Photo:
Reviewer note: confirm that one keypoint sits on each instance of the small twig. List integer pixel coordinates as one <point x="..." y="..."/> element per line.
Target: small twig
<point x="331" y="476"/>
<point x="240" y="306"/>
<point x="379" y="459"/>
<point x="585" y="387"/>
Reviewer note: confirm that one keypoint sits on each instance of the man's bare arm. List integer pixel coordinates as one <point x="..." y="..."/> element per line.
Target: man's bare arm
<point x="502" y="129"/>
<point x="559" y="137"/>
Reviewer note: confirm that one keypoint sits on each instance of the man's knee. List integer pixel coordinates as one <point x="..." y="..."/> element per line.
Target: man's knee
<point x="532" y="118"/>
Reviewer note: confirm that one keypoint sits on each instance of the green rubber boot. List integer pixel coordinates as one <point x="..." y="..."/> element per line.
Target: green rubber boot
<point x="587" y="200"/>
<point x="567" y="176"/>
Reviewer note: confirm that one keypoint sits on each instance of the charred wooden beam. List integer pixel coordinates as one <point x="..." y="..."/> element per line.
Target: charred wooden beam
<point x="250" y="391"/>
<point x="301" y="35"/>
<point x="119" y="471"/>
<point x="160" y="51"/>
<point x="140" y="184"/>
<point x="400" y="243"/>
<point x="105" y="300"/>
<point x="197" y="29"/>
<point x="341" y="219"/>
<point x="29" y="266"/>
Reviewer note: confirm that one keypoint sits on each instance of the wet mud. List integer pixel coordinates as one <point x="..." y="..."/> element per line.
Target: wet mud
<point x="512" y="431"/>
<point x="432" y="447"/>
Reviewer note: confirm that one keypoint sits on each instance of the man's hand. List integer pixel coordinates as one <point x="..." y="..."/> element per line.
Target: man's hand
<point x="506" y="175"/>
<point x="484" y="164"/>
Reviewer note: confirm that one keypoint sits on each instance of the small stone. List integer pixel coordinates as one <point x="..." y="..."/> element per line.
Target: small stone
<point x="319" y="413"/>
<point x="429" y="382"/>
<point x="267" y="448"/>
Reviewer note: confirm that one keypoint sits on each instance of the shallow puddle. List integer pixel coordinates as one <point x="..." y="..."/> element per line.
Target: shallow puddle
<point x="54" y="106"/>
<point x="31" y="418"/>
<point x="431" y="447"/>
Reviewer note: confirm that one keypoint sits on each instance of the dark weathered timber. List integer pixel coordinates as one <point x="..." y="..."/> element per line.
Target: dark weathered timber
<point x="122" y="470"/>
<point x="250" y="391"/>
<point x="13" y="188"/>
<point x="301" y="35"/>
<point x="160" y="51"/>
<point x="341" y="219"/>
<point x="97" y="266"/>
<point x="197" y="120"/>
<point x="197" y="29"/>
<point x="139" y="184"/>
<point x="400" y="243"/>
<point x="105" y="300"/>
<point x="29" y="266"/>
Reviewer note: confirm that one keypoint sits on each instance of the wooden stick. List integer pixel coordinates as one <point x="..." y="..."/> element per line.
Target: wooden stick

============================================================

Task:
Give the records above again in full, keeping every character unchanged.

Solution to the problem:
Photo:
Reviewer note: confirm that one keypoint sits on each instance of the small twig. List integer pixel coordinates as one <point x="..." y="..."/> element per line.
Target: small twig
<point x="331" y="476"/>
<point x="240" y="306"/>
<point x="379" y="459"/>
<point x="585" y="387"/>
Reviewer note: confirm that one keypoint sits on each instance of the man's bare arm. List integer pixel coordinates as one <point x="..." y="..."/> element per line.
Target: man's bare arm
<point x="502" y="129"/>
<point x="559" y="137"/>
Reviewer note: confirm that one keypoint sits on each instance of the man's knee. List integer pixel coordinates as one <point x="..." y="..."/> element per line.
Target: man's knee
<point x="532" y="118"/>
Reviewer note: confirm that one keypoint sits on each instance of the green rubber boot. List integer pixel coordinates as one <point x="..." y="..."/> element per line.
Target: green rubber boot
<point x="587" y="200"/>
<point x="567" y="176"/>
Reviewer note: confirm that one keypoint sits on each instance of the charred wooden beam. List integer pixel coordinates as one <point x="..." y="..."/> element per line.
Target: charred wooden beam
<point x="250" y="391"/>
<point x="301" y="35"/>
<point x="119" y="471"/>
<point x="160" y="51"/>
<point x="140" y="184"/>
<point x="400" y="243"/>
<point x="105" y="300"/>
<point x="197" y="29"/>
<point x="341" y="219"/>
<point x="29" y="266"/>
Reviewer note: confirm that one keypoint sits on each instance of the wet mud. List integer pixel coordinates as one <point x="..." y="..."/> element per line.
Target: wet mud
<point x="512" y="431"/>
<point x="432" y="447"/>
Reviewer note: confirm that one keypoint sits on each instance of the man's hand. List integer pixel coordinates as one <point x="..." y="..."/> element per line.
Target: man's hand
<point x="506" y="175"/>
<point x="484" y="164"/>
Reviewer note: confirm that one keypoint sits on each instance of the small stone. List integer pixel coordinates as one <point x="..." y="..."/> element per line.
Target: small stone
<point x="319" y="413"/>
<point x="429" y="382"/>
<point x="267" y="448"/>
Reviewer note: confirm that one keypoint sits on each instance of the shallow puddle. List integer pixel coordinates as one <point x="..." y="..."/> element per line.
Target: shallow puddle
<point x="54" y="106"/>
<point x="31" y="418"/>
<point x="431" y="447"/>
Reviewer note: confirm that one keypoint sits on each instance of the dark weathered timber. List integer pixel coordinates as one <point x="..." y="..."/> element per line.
Target: dark weathered timber
<point x="122" y="470"/>
<point x="250" y="391"/>
<point x="13" y="188"/>
<point x="301" y="35"/>
<point x="160" y="51"/>
<point x="341" y="219"/>
<point x="97" y="266"/>
<point x="197" y="120"/>
<point x="197" y="29"/>
<point x="139" y="184"/>
<point x="400" y="243"/>
<point x="105" y="300"/>
<point x="29" y="266"/>
Reviewer note: confirm that one keypoint sits on each instance of the wooden stick. List integer pixel coordinates as one <point x="..." y="..."/> element per line.
Target: wooden stick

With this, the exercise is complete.